**Ваша задача**
Перепишите весь список ниже слово в слово, ничего не меняя и не пропуская ни одной строки.

**Исходный список**
★ ★ ★ ★ ★
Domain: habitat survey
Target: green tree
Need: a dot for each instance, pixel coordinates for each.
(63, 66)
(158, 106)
★ ★ ★ ★ ★
**Ответ ниже**
Domain: habitat survey
Target: green tree
Need: a dot for each instance, pixel coordinates for each.
(63, 66)
(158, 106)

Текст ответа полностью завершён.